Document:
SELECT (array['Yes', 'No', 'Maybe'])[floor(random() * 3 + 1)];

UPDATE via SELECT

update single column from another table

UPDATE q_user
SET    card_no = q_upload_user.card_no
FROM   q_upload_user  
WHERE  q_user.id = q_upload_user.id

using WITH temp table

WITH map_name_id AS 
(
SELECT short_name, min(id) min_id
 FROM   q_upload_organization
 GROUP BY short_name 
)
UPDATE q_upload_user2
SET    department_id = map_name_id.min_id
FROM   map_name_id  
WHERE  q_upload_user2.dpt_short_name_sap = map_name_id.short_name

sync table tab1 from tab2

UPDATE tab1
SET (group_id, error_de, error_en, error_hu) = (
 SELECT group_id, error_de, error_en, error_hu FROM tab2 WHERE tab1.code = tab2.code
)

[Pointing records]
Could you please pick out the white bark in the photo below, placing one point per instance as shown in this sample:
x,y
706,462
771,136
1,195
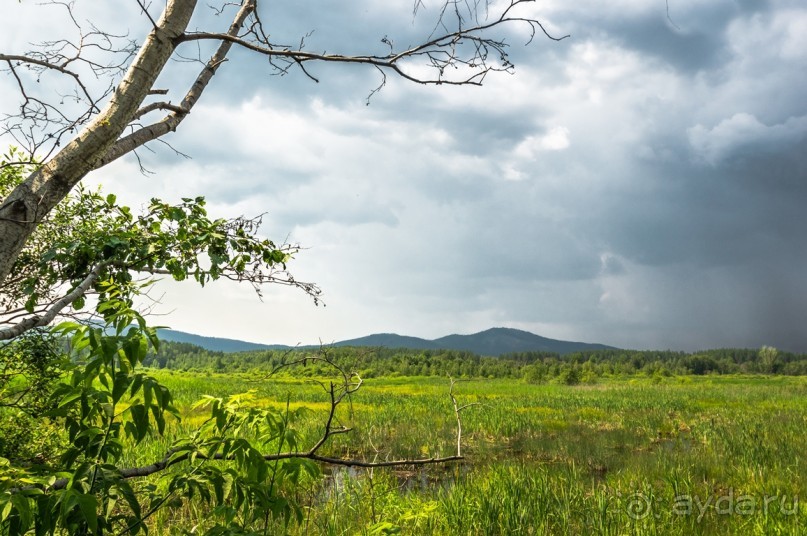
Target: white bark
x,y
28,204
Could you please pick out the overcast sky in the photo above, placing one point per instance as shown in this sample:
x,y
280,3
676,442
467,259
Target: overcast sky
x,y
642,183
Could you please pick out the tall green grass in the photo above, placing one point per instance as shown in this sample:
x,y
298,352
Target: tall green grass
x,y
683,456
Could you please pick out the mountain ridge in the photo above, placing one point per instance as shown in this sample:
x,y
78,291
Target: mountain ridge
x,y
490,342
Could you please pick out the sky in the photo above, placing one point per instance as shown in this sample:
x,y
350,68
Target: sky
x,y
642,183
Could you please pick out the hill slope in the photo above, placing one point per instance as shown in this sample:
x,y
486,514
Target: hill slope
x,y
492,342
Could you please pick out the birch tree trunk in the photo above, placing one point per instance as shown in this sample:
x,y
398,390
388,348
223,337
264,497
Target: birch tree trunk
x,y
28,204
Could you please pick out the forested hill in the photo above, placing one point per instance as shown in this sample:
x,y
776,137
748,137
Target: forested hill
x,y
585,366
492,342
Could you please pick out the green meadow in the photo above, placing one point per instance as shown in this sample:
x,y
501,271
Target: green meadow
x,y
633,455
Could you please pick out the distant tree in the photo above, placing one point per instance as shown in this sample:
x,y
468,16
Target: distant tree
x,y
60,245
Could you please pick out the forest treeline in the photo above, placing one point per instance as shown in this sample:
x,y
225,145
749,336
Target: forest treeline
x,y
536,367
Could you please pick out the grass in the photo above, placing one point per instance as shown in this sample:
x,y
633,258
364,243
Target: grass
x,y
688,455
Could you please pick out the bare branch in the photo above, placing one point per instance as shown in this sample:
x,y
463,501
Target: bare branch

The problem:
Answer these questions from the SQL notes:
(a) In the "update single column from another table" snippet, which column of q_user is set?
(b) In the "using WITH temp table" snippet, what name does the WITH clause give its temporary table?
(c) In the "sync table tab1 from tab2" snippet, which column is compared to match rows of tab1 and tab2?

Final answer:
(a) card_no
(b) map_name_id
(c) code